### Aim
Format the rows as a JSON list of strings, one string per line, starting with the first line and going on through the line with "POLYGON ((10 53, 15", both included. Leave out blank lines.

[Region segmentation rows]

━━━━━━━━━━

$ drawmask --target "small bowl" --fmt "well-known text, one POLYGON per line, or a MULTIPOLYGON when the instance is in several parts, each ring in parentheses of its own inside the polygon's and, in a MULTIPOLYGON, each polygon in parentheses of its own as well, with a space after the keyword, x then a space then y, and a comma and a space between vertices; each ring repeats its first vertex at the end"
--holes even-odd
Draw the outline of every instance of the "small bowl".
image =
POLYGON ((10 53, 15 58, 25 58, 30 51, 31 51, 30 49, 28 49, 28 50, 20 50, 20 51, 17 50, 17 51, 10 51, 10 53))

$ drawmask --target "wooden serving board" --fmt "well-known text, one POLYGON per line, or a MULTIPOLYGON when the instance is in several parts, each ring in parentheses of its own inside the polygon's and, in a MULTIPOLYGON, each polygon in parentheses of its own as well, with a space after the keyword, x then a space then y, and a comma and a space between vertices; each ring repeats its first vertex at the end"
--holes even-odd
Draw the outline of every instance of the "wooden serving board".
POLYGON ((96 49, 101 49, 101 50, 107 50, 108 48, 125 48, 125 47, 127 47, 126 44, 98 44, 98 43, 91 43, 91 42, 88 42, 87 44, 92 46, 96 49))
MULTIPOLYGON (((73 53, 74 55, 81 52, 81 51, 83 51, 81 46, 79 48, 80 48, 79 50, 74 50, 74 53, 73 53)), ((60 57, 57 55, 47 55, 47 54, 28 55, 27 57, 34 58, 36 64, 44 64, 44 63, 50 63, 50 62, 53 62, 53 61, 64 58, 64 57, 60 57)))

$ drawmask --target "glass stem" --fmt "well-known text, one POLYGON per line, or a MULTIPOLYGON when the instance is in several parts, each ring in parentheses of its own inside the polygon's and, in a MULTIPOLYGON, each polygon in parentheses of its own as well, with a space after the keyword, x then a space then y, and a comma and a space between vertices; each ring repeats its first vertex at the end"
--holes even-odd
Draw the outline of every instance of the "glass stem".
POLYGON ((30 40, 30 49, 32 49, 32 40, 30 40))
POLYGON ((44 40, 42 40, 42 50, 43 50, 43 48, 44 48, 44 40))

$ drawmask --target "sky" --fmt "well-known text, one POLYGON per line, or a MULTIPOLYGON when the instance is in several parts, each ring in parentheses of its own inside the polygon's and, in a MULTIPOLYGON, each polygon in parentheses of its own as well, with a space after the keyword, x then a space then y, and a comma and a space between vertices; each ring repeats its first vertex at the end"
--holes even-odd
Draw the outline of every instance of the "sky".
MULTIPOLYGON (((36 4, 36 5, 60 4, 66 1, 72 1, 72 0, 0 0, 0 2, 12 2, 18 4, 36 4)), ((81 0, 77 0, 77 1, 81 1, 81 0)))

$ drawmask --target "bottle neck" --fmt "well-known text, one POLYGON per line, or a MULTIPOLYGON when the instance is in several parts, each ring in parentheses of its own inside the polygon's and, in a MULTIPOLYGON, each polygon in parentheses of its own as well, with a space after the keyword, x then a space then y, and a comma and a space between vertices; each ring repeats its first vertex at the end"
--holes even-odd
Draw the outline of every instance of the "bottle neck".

━━━━━━━━━━

### Task result
[
  "$ drawmask --target \"small bowl\" --fmt \"well-known text, one POLYGON per line, or a MULTIPOLYGON when the instance is in several parts, each ring in parentheses of its own inside the polygon's and, in a MULTIPOLYGON, each polygon in parentheses of its own as well, with a space after the keyword, x then a space then y, and a comma and a space between vertices; each ring repeats its first vertex at the end\"",
  "--holes even-odd",
  "Draw the outline of every instance of the \"small bowl\".",
  "image =",
  "POLYGON ((10 53, 15 58, 25 58, 30 51, 31 51, 30 49, 28 49, 28 50, 20 50, 20 51, 17 50, 17 51, 10 51, 10 53))"
]